ARTICLE:
:::

The brakes issue is problematic. There're a ton of disc-only forks now, but your front wheel also needs to be able to take a rotor. This can back you into doing the fork, wheel and brake caliper all at once. If you do this, IMO the BB7 would be a good option - keep your same brake lever, so left and right are still matched, and I think it's the best of the mechanical disc brakes. It's hard to do a worthwhile front wheel for under $100, and the brake's about $60 on the 'net. Cables and housings are cheap, at least.

But let me ask you a question - do you remember the brakes being this bad back in 2001? One of the parts of a bicycle that sometimes ages poorly is the rubber. New brake pads may get you the braking performance you want. If so, do the tires while you're at it. And move up to some wider ones - that's one thing that's gotten a lot better in the last 12 years.

Since brake pads and tires are relatively inexpensive and simple, I would just go ahead and do those. If you still feel that you want a new fork or to change to a different type of brake, now is the time to stop and think about your long-term plans. Upgrading is a slippery slope, and you'll never have a better chance than right now to get out ahead of it.


----------



## Le Pirate (Aug 12, 2012)

^agreed.

Some new brake pads, lube everything real well, and throw on a new set of tires....Then ride it. That was a pretty nice bike 10 years ago, and I bet it still rides just as good as it did back then. Don't worry if it's not "up to date."

I rode many years with rim brakes and I never died once!

:::

Records excerpted from a collection:
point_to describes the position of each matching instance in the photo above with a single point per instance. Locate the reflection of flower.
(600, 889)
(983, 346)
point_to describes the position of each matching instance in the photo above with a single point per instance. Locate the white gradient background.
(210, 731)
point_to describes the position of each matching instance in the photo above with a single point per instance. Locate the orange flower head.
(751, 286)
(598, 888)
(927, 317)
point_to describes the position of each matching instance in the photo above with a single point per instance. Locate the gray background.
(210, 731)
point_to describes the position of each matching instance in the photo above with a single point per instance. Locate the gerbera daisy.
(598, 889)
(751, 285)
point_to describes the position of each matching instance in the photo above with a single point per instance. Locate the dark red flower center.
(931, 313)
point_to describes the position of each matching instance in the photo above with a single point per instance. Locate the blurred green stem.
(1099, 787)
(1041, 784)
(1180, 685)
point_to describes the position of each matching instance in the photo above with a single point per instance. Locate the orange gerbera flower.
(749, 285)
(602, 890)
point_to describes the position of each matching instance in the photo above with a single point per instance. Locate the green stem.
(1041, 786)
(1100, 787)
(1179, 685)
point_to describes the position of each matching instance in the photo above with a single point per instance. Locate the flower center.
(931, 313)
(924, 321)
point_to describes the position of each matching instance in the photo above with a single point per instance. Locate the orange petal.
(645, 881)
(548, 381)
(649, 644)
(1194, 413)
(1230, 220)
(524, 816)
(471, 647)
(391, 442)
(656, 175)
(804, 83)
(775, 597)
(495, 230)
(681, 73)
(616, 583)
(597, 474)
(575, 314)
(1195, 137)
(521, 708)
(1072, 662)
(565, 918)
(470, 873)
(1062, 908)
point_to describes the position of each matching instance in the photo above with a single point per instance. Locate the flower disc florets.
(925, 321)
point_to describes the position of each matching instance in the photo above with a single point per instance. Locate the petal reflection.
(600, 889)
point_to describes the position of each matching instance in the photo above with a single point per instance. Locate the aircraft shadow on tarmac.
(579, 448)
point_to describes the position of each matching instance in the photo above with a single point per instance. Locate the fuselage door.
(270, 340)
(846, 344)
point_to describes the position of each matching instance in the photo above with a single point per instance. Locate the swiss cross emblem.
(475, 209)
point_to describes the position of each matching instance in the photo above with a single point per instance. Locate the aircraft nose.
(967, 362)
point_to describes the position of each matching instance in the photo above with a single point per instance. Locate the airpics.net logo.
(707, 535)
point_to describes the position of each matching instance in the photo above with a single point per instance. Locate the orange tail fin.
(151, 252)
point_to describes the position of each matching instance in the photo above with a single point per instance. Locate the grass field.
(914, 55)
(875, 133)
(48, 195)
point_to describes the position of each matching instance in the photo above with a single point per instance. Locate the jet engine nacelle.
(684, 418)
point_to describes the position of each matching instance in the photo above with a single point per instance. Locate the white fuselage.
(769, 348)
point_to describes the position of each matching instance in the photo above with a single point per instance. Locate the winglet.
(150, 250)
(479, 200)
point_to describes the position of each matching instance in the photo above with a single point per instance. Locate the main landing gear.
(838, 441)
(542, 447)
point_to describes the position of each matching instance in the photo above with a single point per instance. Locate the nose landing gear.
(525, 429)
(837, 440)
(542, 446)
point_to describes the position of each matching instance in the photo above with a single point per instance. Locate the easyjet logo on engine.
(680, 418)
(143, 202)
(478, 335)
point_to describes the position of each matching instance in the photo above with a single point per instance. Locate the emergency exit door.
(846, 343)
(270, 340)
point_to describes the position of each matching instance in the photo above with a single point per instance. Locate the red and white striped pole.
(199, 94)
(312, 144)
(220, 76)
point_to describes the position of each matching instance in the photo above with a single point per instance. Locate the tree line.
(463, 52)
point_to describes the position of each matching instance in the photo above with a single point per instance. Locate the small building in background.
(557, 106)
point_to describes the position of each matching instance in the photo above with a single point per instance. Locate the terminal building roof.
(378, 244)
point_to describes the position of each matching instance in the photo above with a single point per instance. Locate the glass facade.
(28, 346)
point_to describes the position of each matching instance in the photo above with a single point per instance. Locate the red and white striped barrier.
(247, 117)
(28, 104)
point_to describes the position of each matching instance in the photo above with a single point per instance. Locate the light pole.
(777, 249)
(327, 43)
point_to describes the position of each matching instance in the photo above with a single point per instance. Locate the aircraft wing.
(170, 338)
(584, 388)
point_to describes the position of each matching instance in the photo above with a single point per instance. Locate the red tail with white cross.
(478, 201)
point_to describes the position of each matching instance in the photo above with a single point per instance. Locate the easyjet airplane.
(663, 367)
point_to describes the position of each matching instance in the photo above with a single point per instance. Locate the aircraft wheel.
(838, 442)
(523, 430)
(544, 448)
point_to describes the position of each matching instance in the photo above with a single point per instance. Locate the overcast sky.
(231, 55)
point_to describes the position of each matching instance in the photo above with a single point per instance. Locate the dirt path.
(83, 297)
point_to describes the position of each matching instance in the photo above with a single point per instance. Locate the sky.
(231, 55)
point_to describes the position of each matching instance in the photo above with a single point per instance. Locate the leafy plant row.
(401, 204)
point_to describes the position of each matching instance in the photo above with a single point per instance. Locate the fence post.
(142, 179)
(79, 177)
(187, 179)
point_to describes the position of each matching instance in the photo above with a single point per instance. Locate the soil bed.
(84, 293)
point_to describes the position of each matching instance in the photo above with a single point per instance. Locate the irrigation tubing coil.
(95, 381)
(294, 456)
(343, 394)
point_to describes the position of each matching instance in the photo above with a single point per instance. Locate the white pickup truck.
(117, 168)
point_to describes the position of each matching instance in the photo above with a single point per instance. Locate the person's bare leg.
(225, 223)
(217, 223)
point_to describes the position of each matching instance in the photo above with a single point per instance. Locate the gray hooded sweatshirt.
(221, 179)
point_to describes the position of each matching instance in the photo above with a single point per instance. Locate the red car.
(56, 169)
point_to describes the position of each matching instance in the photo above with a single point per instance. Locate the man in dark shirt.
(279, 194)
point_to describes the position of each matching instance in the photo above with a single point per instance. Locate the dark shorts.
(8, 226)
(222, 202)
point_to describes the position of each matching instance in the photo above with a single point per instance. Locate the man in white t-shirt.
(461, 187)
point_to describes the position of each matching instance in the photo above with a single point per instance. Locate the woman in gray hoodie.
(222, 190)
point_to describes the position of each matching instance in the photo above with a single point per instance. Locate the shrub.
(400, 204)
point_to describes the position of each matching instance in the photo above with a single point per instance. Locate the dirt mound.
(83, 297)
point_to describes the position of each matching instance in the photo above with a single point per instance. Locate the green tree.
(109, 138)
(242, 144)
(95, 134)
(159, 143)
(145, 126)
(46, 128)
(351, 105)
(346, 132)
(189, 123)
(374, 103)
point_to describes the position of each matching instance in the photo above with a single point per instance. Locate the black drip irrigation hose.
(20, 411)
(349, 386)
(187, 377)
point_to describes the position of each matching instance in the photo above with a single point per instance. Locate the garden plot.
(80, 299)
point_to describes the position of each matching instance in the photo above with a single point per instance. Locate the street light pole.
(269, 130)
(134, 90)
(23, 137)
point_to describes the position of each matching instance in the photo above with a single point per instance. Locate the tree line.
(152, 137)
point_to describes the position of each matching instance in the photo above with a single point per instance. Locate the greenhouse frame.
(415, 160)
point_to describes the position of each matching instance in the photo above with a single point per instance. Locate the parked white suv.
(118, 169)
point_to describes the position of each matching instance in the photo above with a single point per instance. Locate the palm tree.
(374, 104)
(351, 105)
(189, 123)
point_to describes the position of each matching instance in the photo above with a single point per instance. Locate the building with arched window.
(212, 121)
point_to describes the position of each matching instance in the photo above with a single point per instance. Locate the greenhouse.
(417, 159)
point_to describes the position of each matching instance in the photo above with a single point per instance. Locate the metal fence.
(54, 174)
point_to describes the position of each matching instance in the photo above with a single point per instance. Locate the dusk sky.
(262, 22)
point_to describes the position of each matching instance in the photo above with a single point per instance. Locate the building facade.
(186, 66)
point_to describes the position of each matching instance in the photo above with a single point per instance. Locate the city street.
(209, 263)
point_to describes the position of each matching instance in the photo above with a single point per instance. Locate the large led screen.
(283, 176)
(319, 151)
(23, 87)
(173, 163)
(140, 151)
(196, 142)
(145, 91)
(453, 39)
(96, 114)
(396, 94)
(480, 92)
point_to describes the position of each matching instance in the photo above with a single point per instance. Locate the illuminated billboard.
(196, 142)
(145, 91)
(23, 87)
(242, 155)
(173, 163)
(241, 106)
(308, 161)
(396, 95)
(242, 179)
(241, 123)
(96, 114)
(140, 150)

:::

PROBLEMS:
a) In the bike brake thread, which three parts does the first post say a disc brake upgrade could push you into replacing all at once?
b) According to the bike brake thread, what part of a bicycle sometimes ages poorly?
c) Continue the forum thread about upgrading an old bike's brakes from its last sentence.

RESPONSE LIST:
a) The fork, the front wheel, and the brake caliper.

b) The rubber.

c)
I'd save up any upgrade money, and buy a new ride later on, if that is what you really want. But I bet you could get a crap load of fun out of the bike you have now.


----------



## Klurejr (Oct 13, 2006)

Check with your local bike shop for a good deal on forks, sometimes they have last years model hanging on the shelf that they will sell and install for cheap. That is how I got my Rock Shox Revelations for my 2002 Enduro. Yes they are longer than the psylo's that came with the bike, but the change in head angle is not noticeable at all. You might check for a used fork as well.


----------



## Dion (Oct 22, 2009)

Fr. Bill †

Is this what you have?


----------



## Fr. Bill+ (Sep 24, 2012)

Dion, 
Yep that's it, great gif image (everything is as the pic, right down to the peddle cages).


----------



## Fr. Bill+ (Sep 24, 2012)

I am doing a "tune-up" on the bike and am going to ride it for a bit to see how it feels, everything is pretty much like it is a new bike. I have access to a 750 lb spring that may help with the rear tire bottoming, the front 80mm fork is a different issue, that is biggest concern right now. I will let you all know after the tune-up.

Thanks for your help all,
Fr. Bill+


----------



## Snfoilhat (May 3, 2010)

I had a 1999 Stumpjumper Comp HT that for life reasons was time-capsuled into 2006, the year I started to tentatively get back into riding. Similar enough spec to your bike. I didn't have any friends at the time that rode, and my exposure to the Internet w/ respect to cycling was a tiny fraction of what it is now, so I rode my local, easy trails at peace w/ the old bike and some new tires. Summer 2010 I finally got serious about riding (and wrenching, since Dad wasn't around to keep the bike maintained), entered a couple races, (joined mtbr, woo), and started paying attention to the state of the art. I was lucky enough to have just begun a new job, had some money, and had a '11 on order by August '10 

The point of this ramble is that a late 90s middling-high quality bike got me through almost 4 years of early growth as a rider, at the cost of 2 tires, a dozen tubes, and a six-pack of beer I gave the shop guys in town in exchange for a Manitou firm spring kit they had in a dirty old cardboard box in a back closet. And it made the eventual transition to disc brakes, air-sprung/oil-damped suspension, and wide rims so nice. Good luck!


----------



## txclimber (May 12, 2012)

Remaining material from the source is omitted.